### REQUIRED WORK
Render everything from the line containing "Task: point to every instance of the market" down to the last of the lines below as a JSON list of strings, one string per line, leaving out blank lines.

##### EXTRACTED DATA #####

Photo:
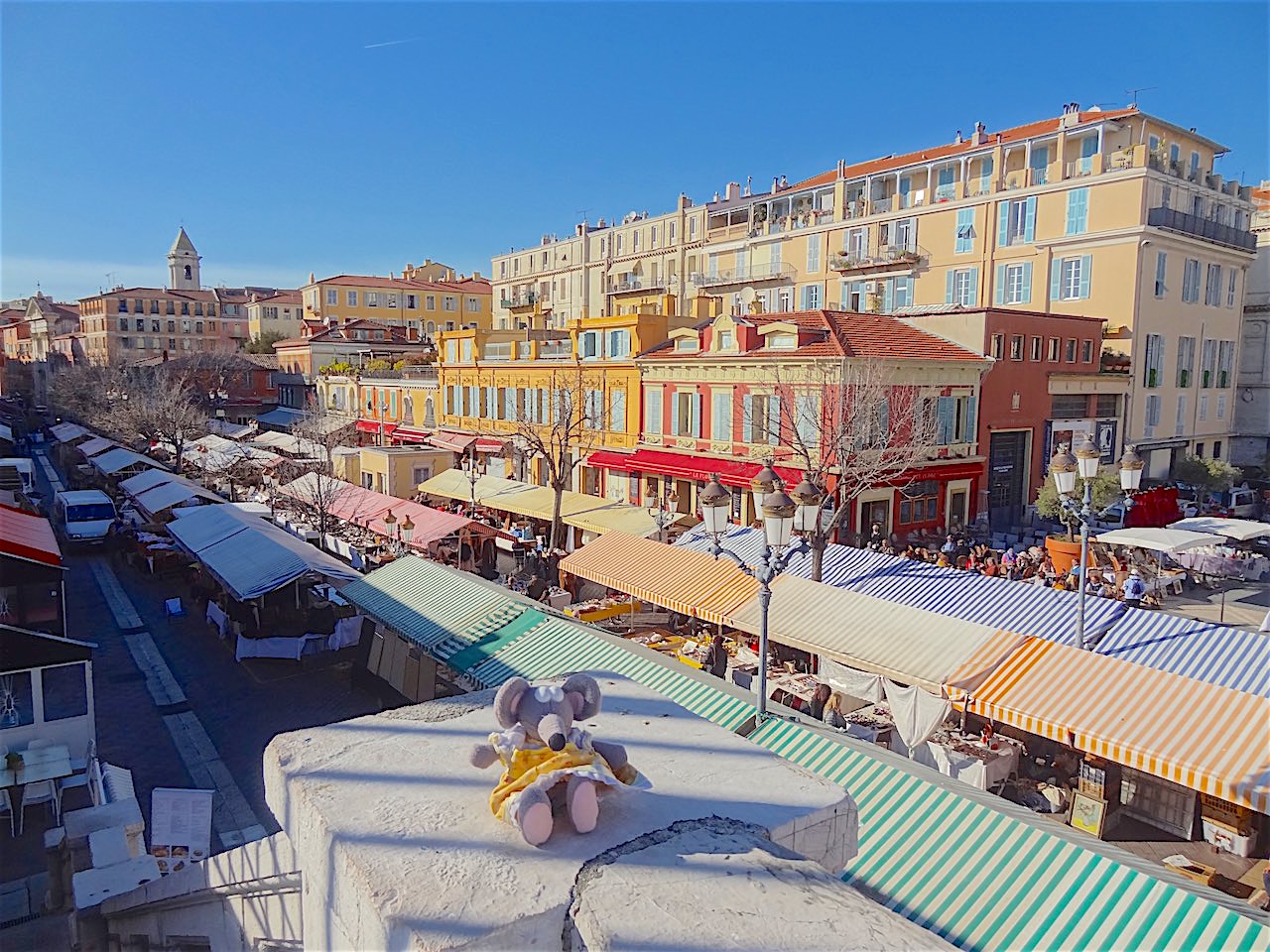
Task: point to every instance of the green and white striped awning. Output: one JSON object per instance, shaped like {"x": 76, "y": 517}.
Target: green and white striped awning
{"x": 558, "y": 648}
{"x": 439, "y": 608}
{"x": 988, "y": 881}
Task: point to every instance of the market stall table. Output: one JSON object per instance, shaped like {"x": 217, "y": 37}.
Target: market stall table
{"x": 968, "y": 760}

#####

### SOLUTION TO THIS EXERCISE
[
  "Task: point to every instance of the market stall table. Output: one JSON object per instance, shaped like {\"x\": 217, \"y\": 37}.",
  "Target: market stall table",
  "{\"x\": 968, \"y\": 760}"
]